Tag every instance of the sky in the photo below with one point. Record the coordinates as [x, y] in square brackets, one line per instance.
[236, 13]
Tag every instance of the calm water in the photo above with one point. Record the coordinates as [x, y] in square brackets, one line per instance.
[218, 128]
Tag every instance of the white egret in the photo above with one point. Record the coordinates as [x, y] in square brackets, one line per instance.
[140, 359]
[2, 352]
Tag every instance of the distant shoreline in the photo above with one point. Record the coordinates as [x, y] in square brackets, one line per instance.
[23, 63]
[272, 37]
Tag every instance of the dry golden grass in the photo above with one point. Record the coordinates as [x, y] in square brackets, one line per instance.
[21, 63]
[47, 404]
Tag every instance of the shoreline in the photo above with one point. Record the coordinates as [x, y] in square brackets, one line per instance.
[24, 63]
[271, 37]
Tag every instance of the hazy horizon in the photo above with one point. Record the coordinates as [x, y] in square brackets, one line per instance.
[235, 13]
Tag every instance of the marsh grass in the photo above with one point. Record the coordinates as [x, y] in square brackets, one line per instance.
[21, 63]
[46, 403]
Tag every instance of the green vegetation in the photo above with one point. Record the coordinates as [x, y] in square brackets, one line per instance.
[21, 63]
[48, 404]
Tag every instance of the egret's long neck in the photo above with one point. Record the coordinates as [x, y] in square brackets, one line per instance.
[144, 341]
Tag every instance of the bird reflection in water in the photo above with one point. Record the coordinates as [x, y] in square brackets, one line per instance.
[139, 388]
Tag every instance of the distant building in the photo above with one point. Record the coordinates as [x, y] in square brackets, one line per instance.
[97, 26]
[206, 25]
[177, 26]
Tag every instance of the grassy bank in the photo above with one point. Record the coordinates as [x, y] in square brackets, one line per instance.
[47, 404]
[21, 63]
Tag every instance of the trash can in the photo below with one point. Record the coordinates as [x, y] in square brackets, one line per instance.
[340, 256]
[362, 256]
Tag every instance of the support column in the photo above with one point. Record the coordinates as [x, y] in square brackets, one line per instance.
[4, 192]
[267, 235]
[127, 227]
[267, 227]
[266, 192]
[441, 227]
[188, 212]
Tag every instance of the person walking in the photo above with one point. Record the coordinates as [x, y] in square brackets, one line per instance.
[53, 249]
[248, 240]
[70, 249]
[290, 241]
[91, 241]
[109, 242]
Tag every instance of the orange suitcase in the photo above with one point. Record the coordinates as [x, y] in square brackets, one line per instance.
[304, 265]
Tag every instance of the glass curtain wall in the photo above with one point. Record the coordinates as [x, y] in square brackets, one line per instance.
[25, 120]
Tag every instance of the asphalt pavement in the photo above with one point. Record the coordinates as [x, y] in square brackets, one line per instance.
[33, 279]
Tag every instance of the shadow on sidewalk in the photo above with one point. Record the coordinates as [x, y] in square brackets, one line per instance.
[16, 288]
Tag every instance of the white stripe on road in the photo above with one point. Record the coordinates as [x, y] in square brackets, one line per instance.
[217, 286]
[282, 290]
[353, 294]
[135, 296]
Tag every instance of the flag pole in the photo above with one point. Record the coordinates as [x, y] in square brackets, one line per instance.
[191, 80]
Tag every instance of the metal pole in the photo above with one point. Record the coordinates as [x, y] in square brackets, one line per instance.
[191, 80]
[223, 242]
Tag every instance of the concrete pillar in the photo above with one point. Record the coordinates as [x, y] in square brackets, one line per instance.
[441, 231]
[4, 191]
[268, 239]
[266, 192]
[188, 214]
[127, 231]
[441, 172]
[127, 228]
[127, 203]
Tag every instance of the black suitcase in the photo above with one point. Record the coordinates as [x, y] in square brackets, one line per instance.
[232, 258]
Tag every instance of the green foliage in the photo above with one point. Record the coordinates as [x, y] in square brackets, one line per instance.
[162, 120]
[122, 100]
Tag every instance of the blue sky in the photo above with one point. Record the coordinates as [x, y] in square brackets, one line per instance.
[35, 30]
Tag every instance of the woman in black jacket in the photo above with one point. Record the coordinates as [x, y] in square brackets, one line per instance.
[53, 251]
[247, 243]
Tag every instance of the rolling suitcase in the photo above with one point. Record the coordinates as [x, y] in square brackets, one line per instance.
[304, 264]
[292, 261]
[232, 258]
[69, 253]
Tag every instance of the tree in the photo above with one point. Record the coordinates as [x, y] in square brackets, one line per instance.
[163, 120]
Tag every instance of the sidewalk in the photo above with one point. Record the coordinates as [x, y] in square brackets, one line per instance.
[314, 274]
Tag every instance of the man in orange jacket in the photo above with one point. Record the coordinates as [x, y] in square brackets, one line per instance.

--------------------------------

◆ Problem details
Return each line above exactly as it appears.

◆ Completed exercise
Tag every instance of the sky in the photo below with one point. Record the coordinates as [x, y] in square brackets, one line per instance.
[236, 13]
Tag every instance of the calm water in the photo above with one point. Record the coordinates as [x, y] in square brackets, one line per instance.
[218, 128]
Tag every instance of the white egret in the photo above with one point. Record the coordinates as [x, y] in square brackets, one line per instance.
[140, 359]
[2, 352]
Tag every instance of the distant shoreline in the photo above with one point. Record the coordinates as [x, y] in square brackets, one line per instance.
[23, 63]
[272, 37]
Tag every instance of the dry golden grass in the photo above with one point. Record the coordinates as [x, y] in square brackets, one line per instance.
[21, 63]
[47, 404]
Tag every instance of the shoreline in the photo above with one point. Record the coordinates as [x, y] in square brackets, one line per instance.
[24, 63]
[271, 37]
Tag every instance of the hazy horizon in the photo above with one point. Record the coordinates as [x, y] in square brackets, one line per instance.
[235, 13]
Tag every instance of the marsh grass in the photo above with one point. Record the coordinates as [x, y] in square brackets, one line per instance.
[21, 63]
[46, 403]
Tag every instance of the green vegetation in the photo above with one point. Record the coordinates as [x, y] in square brackets, one line per instance.
[21, 63]
[48, 404]
Tag every instance of the egret's long neck in the photo above with one point. Record the coordinates as [x, y] in square brackets, one line per instance.
[144, 341]
Tag every instance of the bird reflection in water in the photo above with one point. Record the coordinates as [x, y] in square brackets, one line per instance.
[139, 388]
Tag every instance of the distant building in the photo above with one point. Record the coordinates as [x, y] in square brackets, one line per instance.
[97, 26]
[206, 25]
[177, 26]
Tag every instance of the grassy bank in the photo above with one point. Record the coordinates as [x, y] in square brackets, one line per instance.
[47, 404]
[21, 63]
Tag every instance of the trash can in the photo below with one point. Record the coordinates as [x, y] in square brackets, one line per instance.
[340, 256]
[362, 256]
Tag every instance of the support column in the photo above with one point. Record the coordinates as [x, y] in square brackets, one line per instance.
[4, 192]
[267, 235]
[127, 227]
[267, 227]
[266, 192]
[441, 227]
[188, 212]
Tag every instance of the person walking in the photo above with one point. Record the coordinates as [x, y] in square brackets, one line per instance.
[53, 249]
[248, 240]
[70, 249]
[290, 241]
[91, 241]
[109, 242]
Tag every instance of the orange suitcase in the photo above with one point. Record the coordinates as [x, y] in square brackets, one line per instance.
[304, 265]
Tag every instance of the glass curtain wall in the photo above with one point. Record the coordinates as [x, y] in square brackets, one line per instance.
[25, 120]
Tag every instance of the asphalt pavement in the photo above with one point. Record the coordinates as [x, y] in square brackets, one line per instance.
[33, 279]
Tag every instance of the shadow on sidewalk in the photo above with one point. Record the coordinates as [x, y] in square brackets, one line per instance.
[16, 288]
Tag every instance of the white stripe on road in the photo above with one point. Record the coordinates as [x, y] in square brackets, one line per instance.
[217, 286]
[282, 290]
[353, 294]
[135, 296]
Tag every instance of the flag pole in the photo above with one point. Record the coordinates as [x, y] in square brackets, one line per instance.
[191, 80]
Tag every instance of the metal pole in the photo above with one point. Record the coordinates as [x, y] in square brackets, one line per instance.
[191, 80]
[223, 242]
Tag every instance of the concrete pillar in the photo above with one point. Record the coordinates as [x, y] in square brackets, one line per instance.
[441, 231]
[4, 191]
[268, 239]
[266, 192]
[188, 214]
[127, 231]
[441, 172]
[127, 228]
[127, 203]
Tag every instance of the black suitcase in the photo above with one point. Record the coordinates as [x, y] in square brackets, one line per instance.
[232, 258]
Tag every instance of the green foliage in the photo above with one point. Record the coordinates as [x, y] in square brackets, one line per instance.
[162, 120]
[122, 100]
Tag every instance of the blue sky in the photo above with one point. Record the coordinates as [x, y] in square brackets, one line per instance.
[35, 30]
Tag every instance of the woman in black jacket in the photo above with one point. Record the coordinates as [x, y] in square brackets, one line per instance.
[53, 251]
[247, 243]
Tag every instance of the rolling suitcase in the photo above with one point. Record the coordinates as [x, y] in square brackets, one line per instance.
[304, 264]
[292, 261]
[232, 258]
[69, 253]
Tag every instance of the tree in the photo above with one point. Record the coordinates as [x, y] in square brackets, one line per instance.
[163, 120]
Tag every instance of the sidewalk in the photo above with one point. Record the coordinates as [x, y] in square brackets, one line per instance.
[314, 274]
Tag every instance of the man in orange jacket in the photo above with one point. Record the coordinates as [x, y] in square brackets, one line per instance.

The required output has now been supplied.